- _RECORD LIST_:

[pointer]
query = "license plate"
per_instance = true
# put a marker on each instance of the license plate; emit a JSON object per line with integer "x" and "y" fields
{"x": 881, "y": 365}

- _OBJECTIVE_:
Format every row above as a numbered list, one line per item, and omit any blank lines.

- _EXERCISE RESULT_:
1. [pointer]
2. query = "license plate"
3. per_instance = true
4. # put a marker on each instance of the license plate; emit a JSON object per line with integer "x" and "y" fields
5. {"x": 881, "y": 365}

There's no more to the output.